§ **Quoted passage**
[start]

Cookies and Savvy Politics

Many years ago, when I first became what we now call a “straight ally,” working for equal rights for gays and lesbians, the only members of the community who were politically visible tended to be “in your face” activists. These were not people who appreciated nuance. Of course, this has been true of every political movement, from civil rights to women’s rights; they were started by the more passionate—okay, the more strident—members of the group suffering discrimination. As cultural attitudes changed and the mainstream became more receptive to the message, the movements themselves became more strategic. The movement for gay equality has been no different.

Case in point: a recent episode in Indianapolis, Indiana, involving—of all things—cookies.

The controversy occurred when “Just Cookies,” a bakery with a lease in the Indianapolis City Market, refused to fill an order for cookies with rainbow sprinkles. The order was placed by the local university’s gay rights organization, to celebrate Coming-Out Day. (The owner—clearly not the sharpest knife in the drawer—said he had two young daughters and couldn’t fill the order because he needed to model “morality” for them. I’m not sure what is immoral about rainbow sprinkles, and the daughters turned out to be college-aged, which certainly didn’t help, but bigotry is seldom logical.)

The City of Indianapolis has a human rights ordinance, passed relatively recently, that prohibits discrimination based upon sexual orientation, and there was an immediate hue and cry, accompanied by lots of publicity featuring individuals leveling accusations of discrimination. The Mayor’s office promised to investigate whether the Ordinance had been violated. That in turn animated the usual suspects—the local unit of the American Family Association among them—to leap to the defense of the owner and his right to his religious beliefs. It seemed likely that the controversy would devolve into the usual name-calling and righteous indignation, allowing the right-wing to generate anti-gay hostility and ramp up their fundraising.

[end]

§ **Tasks to carry out**
1. List every political movement that the essay on the cookie controversy names.
2. Answer these questions from the essay on the cookie controversy:
(a) According to the essay, which members of the group suffering discrimination started political movements?
(b) What occasion was the university organization's cookie order meant to celebrate?
(c) What did the Mayor's office promise to do?
The records that follow come from a separate source and are unrelated to the essay.

§ **Data listing**
[start]

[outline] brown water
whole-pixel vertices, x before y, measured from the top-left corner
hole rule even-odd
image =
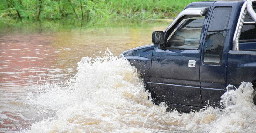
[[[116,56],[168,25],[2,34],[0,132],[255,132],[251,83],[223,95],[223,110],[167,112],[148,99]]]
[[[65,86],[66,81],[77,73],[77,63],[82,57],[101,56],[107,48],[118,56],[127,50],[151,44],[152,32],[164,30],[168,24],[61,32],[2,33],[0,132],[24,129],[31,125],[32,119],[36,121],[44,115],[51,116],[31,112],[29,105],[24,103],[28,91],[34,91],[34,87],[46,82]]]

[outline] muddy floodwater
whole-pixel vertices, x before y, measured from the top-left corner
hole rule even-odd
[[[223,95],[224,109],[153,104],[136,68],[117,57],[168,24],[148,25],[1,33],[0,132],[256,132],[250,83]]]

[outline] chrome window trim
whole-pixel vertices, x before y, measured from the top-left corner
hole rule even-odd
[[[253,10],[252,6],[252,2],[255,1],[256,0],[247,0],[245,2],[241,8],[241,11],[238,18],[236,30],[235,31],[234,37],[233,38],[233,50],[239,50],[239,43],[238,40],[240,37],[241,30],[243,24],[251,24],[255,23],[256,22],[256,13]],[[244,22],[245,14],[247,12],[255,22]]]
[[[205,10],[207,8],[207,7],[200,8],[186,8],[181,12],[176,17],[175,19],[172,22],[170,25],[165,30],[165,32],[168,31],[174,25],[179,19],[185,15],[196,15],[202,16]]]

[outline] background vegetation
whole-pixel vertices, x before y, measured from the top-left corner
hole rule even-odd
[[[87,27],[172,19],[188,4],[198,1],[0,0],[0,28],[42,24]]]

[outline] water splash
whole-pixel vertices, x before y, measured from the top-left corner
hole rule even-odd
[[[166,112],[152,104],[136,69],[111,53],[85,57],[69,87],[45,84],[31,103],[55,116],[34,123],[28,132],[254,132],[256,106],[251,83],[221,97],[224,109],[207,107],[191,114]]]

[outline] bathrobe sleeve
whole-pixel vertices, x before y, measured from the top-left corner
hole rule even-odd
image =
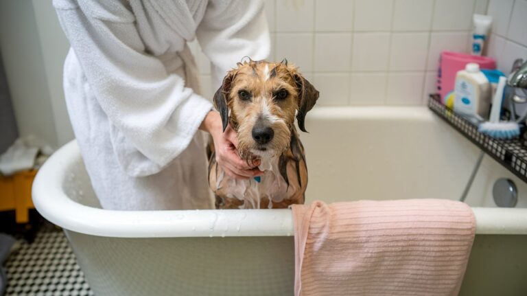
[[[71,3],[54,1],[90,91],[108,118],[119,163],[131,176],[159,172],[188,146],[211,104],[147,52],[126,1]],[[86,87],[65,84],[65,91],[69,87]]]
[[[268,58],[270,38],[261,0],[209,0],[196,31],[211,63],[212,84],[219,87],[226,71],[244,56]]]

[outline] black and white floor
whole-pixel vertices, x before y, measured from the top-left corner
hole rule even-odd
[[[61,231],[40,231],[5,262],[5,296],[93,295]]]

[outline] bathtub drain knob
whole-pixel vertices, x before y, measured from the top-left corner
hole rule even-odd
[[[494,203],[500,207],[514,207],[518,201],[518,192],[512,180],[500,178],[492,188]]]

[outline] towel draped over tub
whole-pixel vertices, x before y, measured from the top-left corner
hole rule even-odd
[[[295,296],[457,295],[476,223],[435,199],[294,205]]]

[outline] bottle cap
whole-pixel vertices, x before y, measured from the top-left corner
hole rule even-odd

[end]
[start]

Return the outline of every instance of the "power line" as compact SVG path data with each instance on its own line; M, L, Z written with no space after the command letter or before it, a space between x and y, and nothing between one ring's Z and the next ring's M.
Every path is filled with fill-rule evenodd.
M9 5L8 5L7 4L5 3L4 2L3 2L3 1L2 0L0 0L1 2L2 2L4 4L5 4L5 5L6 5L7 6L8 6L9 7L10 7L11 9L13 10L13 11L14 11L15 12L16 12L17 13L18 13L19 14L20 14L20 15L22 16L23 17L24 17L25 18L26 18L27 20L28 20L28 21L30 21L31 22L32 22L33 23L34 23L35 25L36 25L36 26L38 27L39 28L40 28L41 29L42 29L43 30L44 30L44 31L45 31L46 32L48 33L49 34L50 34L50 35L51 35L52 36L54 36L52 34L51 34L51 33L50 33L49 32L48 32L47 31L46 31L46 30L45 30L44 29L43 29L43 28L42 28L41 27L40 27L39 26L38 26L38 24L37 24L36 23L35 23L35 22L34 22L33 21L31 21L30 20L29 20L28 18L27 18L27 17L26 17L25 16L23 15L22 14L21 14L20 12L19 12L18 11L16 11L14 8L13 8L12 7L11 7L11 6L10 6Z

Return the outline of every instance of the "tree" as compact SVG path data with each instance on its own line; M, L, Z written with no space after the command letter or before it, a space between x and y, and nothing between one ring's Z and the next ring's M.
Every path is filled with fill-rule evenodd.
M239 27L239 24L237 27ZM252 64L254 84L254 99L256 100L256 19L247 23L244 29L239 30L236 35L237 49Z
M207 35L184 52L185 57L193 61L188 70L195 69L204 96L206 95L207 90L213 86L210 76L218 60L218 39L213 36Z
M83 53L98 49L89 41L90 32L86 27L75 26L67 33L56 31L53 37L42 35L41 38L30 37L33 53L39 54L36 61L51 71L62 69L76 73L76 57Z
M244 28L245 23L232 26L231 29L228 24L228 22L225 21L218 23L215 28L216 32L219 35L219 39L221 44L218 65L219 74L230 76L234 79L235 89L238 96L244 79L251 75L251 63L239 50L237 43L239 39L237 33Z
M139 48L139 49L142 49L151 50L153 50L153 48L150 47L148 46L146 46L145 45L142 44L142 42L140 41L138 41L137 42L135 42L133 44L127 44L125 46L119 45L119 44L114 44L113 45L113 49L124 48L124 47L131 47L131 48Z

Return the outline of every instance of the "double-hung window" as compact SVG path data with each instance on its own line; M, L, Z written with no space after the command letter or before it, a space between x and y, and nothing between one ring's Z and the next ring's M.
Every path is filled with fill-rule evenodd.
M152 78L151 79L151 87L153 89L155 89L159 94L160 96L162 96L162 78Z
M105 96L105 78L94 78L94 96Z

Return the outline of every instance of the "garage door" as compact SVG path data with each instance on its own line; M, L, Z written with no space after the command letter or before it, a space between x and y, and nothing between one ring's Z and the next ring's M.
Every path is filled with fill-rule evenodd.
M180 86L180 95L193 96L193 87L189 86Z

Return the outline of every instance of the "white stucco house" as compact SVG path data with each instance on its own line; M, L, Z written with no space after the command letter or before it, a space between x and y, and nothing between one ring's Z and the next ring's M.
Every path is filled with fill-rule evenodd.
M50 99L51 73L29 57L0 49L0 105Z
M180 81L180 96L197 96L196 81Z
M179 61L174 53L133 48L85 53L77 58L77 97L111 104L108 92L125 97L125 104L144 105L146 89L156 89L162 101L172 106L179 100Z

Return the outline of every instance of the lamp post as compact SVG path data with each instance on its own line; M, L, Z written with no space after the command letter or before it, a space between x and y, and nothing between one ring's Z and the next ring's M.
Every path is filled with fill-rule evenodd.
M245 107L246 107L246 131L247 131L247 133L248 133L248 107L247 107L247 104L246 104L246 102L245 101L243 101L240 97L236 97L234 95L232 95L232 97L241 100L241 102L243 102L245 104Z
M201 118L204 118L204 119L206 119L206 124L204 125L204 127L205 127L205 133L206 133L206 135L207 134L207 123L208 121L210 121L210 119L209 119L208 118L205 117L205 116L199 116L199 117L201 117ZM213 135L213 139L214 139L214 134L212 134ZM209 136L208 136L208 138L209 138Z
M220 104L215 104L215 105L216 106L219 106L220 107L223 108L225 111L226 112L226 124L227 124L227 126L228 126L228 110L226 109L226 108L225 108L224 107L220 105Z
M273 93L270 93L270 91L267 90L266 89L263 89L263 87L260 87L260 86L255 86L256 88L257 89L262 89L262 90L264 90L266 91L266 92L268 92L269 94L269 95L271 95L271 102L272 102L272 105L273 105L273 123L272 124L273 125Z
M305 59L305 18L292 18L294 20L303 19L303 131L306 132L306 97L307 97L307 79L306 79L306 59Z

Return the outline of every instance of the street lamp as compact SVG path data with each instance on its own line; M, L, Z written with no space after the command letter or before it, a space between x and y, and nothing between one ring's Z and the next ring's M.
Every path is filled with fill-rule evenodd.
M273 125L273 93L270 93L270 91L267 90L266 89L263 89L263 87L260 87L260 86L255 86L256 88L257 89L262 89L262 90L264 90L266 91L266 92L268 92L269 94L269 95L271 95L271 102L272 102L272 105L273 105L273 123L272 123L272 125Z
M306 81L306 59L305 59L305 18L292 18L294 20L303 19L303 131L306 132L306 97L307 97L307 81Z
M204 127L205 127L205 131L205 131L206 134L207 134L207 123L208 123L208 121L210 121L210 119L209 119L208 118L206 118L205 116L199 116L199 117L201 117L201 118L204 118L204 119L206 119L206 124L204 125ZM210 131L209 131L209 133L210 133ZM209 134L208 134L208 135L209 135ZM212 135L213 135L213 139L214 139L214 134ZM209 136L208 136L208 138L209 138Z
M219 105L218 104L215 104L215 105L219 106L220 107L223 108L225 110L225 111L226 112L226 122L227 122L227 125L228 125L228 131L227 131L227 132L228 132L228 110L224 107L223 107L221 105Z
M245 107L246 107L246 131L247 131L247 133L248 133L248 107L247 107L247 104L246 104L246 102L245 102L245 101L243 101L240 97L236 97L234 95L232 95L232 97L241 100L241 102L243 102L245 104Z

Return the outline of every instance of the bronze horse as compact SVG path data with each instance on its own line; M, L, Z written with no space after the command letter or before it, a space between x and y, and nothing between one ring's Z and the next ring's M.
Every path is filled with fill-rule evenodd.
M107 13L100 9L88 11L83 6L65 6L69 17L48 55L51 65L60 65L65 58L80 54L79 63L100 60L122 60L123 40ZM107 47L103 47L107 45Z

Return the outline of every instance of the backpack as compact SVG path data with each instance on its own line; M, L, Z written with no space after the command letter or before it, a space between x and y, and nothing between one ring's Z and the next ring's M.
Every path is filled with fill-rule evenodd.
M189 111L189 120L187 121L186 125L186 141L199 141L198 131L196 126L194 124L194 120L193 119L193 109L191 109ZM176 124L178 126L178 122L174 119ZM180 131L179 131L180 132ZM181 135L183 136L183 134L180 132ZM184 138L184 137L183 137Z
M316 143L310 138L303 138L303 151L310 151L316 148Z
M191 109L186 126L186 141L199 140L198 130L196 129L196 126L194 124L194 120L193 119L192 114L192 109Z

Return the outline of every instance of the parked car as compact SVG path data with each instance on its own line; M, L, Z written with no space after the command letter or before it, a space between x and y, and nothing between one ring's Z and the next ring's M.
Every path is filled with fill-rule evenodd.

[end]
[start]

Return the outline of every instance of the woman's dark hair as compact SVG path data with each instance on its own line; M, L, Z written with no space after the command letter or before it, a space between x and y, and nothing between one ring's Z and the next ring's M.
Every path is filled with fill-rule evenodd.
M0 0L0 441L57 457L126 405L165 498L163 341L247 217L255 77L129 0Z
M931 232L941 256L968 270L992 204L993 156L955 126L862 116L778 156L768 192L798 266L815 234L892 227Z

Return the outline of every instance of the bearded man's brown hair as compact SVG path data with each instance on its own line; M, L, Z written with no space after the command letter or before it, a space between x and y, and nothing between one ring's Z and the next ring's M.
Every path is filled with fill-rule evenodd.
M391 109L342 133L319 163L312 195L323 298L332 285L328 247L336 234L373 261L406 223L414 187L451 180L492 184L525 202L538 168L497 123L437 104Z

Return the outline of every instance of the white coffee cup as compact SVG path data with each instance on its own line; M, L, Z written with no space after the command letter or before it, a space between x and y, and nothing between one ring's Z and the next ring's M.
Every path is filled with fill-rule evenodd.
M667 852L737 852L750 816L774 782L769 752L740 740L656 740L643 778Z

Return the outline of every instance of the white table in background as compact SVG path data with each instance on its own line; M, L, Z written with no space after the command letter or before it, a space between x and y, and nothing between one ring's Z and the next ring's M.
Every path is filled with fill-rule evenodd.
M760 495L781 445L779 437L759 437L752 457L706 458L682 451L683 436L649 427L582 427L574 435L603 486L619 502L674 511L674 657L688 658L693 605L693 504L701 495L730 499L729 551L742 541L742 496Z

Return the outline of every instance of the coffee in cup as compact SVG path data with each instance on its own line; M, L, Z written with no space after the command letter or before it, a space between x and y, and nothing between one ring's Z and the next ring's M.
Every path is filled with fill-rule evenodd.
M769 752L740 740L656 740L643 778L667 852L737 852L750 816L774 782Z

[end]

§ **Solutions below**
1.
Civil rights
Women's rights
Gay equality

2.
(a) The more passionate, or more strident, members.
(b) Coming-Out Day.
(c) Investigate whether the Ordinance had been violated.